== Text for analysis
Workers’ Compensation FAQs for Higher Education
Today’s climate is full of uncertainty but as we prepare for the eventual return of day–to–day operations on campus, colleges and universities must evaluate the “new normal” at their institutions, especially as it relates to the safety of their employees. Having a workers’ compensation policy and a true culture of safety in place to address potential risks is the first step to safely reopening post–COVID.
As schools prepare to return to session, whenever that may be, now is a good time to evaluate workers’ compensation coverage. The following FAQs can help to familiarize administrators as they take this proactive step in ensuring the safety of their staff and faculty.
What does workers’ compensation cover?
Workers’ compensation insurance will cover medical expenses that result from an employee’s injury in the workplace. In addition, workers’ compensation will also provide the injured employee with reimbursement of lost wages from not being able to work.
Why is workers’ compensation coverage so essential for higher education institutions?
According to a study by HigherEd Jobs, there were more than 3.7 million jobs in the higher education sector in 2017 – and this number is only growing. And in 2018, 10.9 percent of employees in the educational services industry suffered a non-fatal injury while on the job. Moreover, higher education institutions contain various settings and opportunities for a variety of risks, ranging from athletic equipment and kitchens to classrooms and workplace violence.
That said, it’s important for administrators to understand the importance of protecting themselves and their employees in the event of an injury on campus. With workers’ compensation coverage, employers and administrators can provide access to appropriate medical treatment should an employee be injured, and give them access to the additional medical support that they might need to return to work as quick and safe as possible. Overall, a successful workers’ compensation policy helps to ease the minds of both employers and employees in the event of an incident.
What are the most common injuries in the higher education workplace? How can these risks be prevented?
According to the National Safety Council, the most common injuries in the education and health services sector are overexertion, slip/trips/falls, and workplace violence.
First, overexertion and other bodily reactions like carpal tunnel syndrome are common for staff who are either sitting at a desk all day or standing during shifts, such as when teaching a class. To address this, encourage employees to stretch or go for walks during the day so their bodies don’t feel static from being in the same position all day. Also consider offering workshops to employees, such as yoga classes, that would relieve stress on their bodies from the job.
====
== Stored data
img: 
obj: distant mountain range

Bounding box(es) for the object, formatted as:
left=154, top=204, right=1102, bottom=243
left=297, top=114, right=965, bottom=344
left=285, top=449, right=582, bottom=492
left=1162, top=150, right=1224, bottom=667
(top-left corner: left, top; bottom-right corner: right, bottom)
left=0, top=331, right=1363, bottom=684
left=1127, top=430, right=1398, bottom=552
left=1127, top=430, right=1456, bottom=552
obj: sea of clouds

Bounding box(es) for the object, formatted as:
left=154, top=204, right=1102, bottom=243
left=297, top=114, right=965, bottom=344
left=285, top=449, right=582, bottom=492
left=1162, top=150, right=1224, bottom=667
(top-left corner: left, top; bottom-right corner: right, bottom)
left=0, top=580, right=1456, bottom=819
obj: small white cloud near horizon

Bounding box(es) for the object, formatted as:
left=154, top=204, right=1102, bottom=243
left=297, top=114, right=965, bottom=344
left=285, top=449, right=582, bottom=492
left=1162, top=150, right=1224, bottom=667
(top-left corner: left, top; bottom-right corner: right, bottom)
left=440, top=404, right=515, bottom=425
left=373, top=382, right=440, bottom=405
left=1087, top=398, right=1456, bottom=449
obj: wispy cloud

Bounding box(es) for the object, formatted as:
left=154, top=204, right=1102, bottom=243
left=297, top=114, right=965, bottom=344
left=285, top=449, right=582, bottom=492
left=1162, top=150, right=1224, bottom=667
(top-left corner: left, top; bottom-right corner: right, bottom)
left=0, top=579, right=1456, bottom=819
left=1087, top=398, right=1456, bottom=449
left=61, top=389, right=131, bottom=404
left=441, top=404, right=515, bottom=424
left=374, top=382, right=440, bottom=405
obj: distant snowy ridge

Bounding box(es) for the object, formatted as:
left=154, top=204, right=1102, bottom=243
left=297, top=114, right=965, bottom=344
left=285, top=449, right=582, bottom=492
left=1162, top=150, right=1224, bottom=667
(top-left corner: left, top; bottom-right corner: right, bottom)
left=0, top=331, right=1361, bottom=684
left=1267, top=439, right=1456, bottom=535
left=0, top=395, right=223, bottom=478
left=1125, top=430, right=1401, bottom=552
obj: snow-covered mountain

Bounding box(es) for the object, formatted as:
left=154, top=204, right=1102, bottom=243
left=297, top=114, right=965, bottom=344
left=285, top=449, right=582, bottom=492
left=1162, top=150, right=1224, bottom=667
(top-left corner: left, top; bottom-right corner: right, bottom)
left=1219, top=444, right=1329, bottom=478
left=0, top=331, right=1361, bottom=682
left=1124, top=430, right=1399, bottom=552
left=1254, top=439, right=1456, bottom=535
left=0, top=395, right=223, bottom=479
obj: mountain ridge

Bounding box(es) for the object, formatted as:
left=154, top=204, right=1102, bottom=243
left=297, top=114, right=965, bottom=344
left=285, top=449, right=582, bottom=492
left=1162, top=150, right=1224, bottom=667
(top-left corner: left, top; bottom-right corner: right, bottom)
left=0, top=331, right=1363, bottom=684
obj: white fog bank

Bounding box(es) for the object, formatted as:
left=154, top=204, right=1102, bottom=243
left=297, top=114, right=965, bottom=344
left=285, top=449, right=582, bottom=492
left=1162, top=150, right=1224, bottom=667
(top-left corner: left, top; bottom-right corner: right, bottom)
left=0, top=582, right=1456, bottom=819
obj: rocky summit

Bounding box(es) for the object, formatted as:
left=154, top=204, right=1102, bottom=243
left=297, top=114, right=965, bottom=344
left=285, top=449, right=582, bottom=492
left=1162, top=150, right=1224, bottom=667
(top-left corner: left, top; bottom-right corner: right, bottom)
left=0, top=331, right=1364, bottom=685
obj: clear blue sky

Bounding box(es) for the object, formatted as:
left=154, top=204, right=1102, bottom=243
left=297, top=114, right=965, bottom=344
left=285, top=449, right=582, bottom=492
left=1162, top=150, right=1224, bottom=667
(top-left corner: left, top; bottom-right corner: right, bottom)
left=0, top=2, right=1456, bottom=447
====
Tasks to carry out.
**A)** According to the National Safety Council, as cited in the workers' compensation FAQs, which injuries are most common in the education and health services sector?
**B)** Write the next part of the workers' compensation FAQs, starting after their final sentence.
The rows are not required for this work.

Numbered answers.
**A)** Overexertion, slip/trips/falls, and workplace violence.

**B)**
Slips, trips, and falls often occur on campus when there are hazards in employees’ way such as clutter/obstructions or weather–related conditions (ice, snow, etc.) on the ground. To prevent employees from falling victim to these hazards, regularly complete safety checks on campus to make sure there are clear walkways outside and inside. Encourage employees to wear rubber–sole shoes as well to prevent accidental slips, especially those in higher–risk environments like kitchens.
Finally, workplace violence can manifest in a few forms. To address risks here, provide employees with training on how to deal with workplace violence.
What are the general steps that higher education institutions can put in place to proactively reduce risk?
Creating a culture of safety across campus is essential so that all employees are cognizant of the risks and actively work to address them. To reinforce this message, create a safety committee that can impose the safety regulations that have been laid out. In fact, according to OSHA, employers can save $4.00 to $6.00 in medical costs for every dollar spent on a safety and health program. Workplaces with successful safety and health management systems reduce injury and illness costs 20–40%, according to OSHA.
What’s more, employers should provide regular trainings for their staff to ensure that employees are aware of the risks on campus and how they can avoid injuries. Additionally, make sure to conduct regular inspections of the campus to identify new risks.
Higher education administrators preparing to reopen schools and bring employees back to campus, whenever that time may be, should consider the above questions as they evaluate coverage needs for what the future may hold.